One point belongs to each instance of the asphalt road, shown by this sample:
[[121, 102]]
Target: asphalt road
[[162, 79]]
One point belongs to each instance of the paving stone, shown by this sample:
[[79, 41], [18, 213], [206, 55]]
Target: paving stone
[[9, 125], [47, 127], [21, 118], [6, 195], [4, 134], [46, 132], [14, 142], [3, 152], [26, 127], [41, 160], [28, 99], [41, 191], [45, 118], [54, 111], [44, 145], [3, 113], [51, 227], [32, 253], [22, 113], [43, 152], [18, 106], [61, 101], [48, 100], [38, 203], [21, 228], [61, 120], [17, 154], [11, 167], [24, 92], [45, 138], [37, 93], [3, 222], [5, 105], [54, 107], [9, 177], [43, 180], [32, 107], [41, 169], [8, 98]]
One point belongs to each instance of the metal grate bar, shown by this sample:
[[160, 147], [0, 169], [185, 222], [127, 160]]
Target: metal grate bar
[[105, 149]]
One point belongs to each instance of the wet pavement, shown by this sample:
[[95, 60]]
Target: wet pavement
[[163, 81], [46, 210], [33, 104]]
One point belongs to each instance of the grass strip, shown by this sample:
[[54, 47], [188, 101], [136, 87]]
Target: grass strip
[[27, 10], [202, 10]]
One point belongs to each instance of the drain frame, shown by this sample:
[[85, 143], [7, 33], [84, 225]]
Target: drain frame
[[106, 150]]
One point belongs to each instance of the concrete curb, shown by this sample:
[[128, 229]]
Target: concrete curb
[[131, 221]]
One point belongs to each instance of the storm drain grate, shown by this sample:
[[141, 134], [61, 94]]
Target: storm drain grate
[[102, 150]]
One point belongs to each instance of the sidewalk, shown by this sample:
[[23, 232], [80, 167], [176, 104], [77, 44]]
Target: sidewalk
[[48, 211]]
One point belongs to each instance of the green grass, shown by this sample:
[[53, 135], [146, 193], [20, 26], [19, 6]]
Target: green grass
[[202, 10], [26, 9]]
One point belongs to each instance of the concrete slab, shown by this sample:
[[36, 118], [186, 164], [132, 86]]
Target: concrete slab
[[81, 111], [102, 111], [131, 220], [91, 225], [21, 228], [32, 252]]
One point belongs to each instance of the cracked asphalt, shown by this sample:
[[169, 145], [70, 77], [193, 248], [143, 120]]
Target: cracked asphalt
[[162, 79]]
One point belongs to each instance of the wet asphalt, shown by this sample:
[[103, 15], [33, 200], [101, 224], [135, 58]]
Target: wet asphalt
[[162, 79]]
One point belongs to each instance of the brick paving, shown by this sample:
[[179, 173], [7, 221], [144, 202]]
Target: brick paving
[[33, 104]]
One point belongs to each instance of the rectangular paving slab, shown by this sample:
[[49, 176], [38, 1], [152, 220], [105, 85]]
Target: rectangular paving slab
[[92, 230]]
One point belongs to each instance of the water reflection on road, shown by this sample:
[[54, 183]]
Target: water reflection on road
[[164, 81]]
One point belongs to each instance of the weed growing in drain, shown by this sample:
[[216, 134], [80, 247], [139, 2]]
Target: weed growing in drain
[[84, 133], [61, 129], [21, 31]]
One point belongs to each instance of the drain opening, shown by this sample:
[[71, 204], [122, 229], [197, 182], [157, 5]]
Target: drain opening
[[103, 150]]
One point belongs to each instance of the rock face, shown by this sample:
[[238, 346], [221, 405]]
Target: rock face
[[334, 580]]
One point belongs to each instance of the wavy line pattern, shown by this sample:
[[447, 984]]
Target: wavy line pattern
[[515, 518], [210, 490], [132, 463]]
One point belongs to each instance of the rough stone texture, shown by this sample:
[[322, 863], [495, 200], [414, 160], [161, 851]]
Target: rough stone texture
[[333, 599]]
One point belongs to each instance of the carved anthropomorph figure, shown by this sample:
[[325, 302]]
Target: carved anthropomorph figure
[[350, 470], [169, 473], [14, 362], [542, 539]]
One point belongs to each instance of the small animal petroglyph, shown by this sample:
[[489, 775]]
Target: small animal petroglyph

**Exercise requirements:** Rewrite all the records above with every "Target" changed to "Label", leaving everything else as it is.

**Response to the exercise:**
One point belongs to each instance of the asphalt road, shown by this sample:
[[121, 102]]
Label: asphalt road
[[162, 79]]
One point belongs to each instance of the paving stone, shown by this sample:
[[79, 41], [18, 213], [206, 55]]
Label: paving stone
[[9, 125], [47, 127], [21, 118], [6, 195], [4, 134], [46, 132], [14, 142], [3, 152], [26, 127], [41, 160], [28, 99], [41, 191], [45, 118], [54, 111], [44, 145], [3, 113], [51, 227], [32, 253], [22, 113], [43, 152], [18, 106], [61, 101], [48, 100], [38, 203], [21, 228], [61, 120], [17, 154], [11, 167], [24, 92], [45, 138], [37, 93], [3, 222], [5, 105], [54, 107], [9, 177], [43, 180], [32, 107], [41, 169], [8, 98]]
One point belongs to each instance of the metal grate bar, shown by this sample:
[[160, 147], [0, 169], [185, 222], [127, 160]]
Label: metal grate bar
[[105, 149]]
One point belongs to each instance of the wet pavement, shown by this sample:
[[95, 60]]
Label: wet pavement
[[163, 81], [46, 210], [33, 104]]
One point belongs to each instance of the grass strip, shown by this sample:
[[54, 47], [188, 101], [136, 87]]
Label: grass strip
[[27, 10], [202, 10]]
One point belongs to each instance of the drain frame, shown by this sample:
[[85, 143], [7, 33], [84, 225]]
Label: drain frame
[[106, 150]]
One point belongs to each instance of the concrete curb, shown by this sample:
[[128, 229]]
Label: concrete curb
[[131, 221]]
One point belongs to each instance of the storm drain grate, shown by this sample:
[[141, 134], [61, 94]]
Label: storm drain grate
[[102, 150]]
One point belongs to each instance of the sidewalk, shown by this sample:
[[23, 232], [80, 167], [176, 104], [77, 44]]
Label: sidewalk
[[48, 211]]
One point belongs to each instance of the green grass, shown by this sample:
[[53, 135], [146, 193], [20, 26], [19, 6]]
Label: green grass
[[202, 10], [26, 9]]
One point belongs to each instance of the concrete slab, shown by this sample:
[[36, 118], [186, 164], [132, 86]]
Label: concrete slab
[[81, 111], [102, 111], [131, 220], [91, 225], [21, 228], [32, 252]]
One point belongs to each instance of the cracked asphalt, shown by this sample:
[[169, 145], [70, 77], [193, 248], [143, 120]]
Label: cracked asphalt
[[162, 79]]
One point belongs to each instance of the wet asphalt, shown by this sample:
[[103, 15], [33, 200], [101, 224], [135, 58]]
Label: wet asphalt
[[162, 79]]
One point belongs to each instance of the brick paving, shown by this sample:
[[179, 173], [7, 221], [144, 202]]
Label: brick paving
[[33, 104]]
One point belongs to each instance of the rectangular paving slab, shown by this sample:
[[49, 176], [38, 1], [152, 220], [105, 85]]
Label: rectangular paving slab
[[92, 230]]
One point belongs to each instance of the water reflection on road, shown by this sample:
[[54, 183]]
Label: water reflection on road
[[164, 81]]
One point belongs to each instance of the weed growing in drain, shown by this sample:
[[216, 134], [80, 247], [139, 2]]
Label: weed growing in drain
[[84, 133], [61, 129], [21, 31]]
One point belongs to each instance of the drain opening, shown by this sample:
[[71, 204], [122, 229], [197, 182], [157, 5]]
Label: drain opening
[[103, 150]]
One point belongs to each instance of the rock face, shown by this sample:
[[238, 346], [221, 405]]
Label: rock face
[[334, 580]]
One point belongs to each instance of the wavy line pattern, shown by this sample:
[[447, 984]]
Label: wavy line pattern
[[515, 518], [210, 490], [132, 463]]
One point belongs to each instance of the rough stone texture, shown by this sample:
[[322, 863], [495, 200], [414, 160], [161, 851]]
Label: rough stone texture
[[333, 599]]
One point belongs to each instance of the carved anthropomorph figure, shown by this sample:
[[325, 302]]
Label: carved anthropomorph figure
[[350, 470], [169, 473], [14, 362], [542, 539]]
One point belongs to each instance of the small animal petroglyph, shown by this sample:
[[489, 775]]
Label: small animal petroglyph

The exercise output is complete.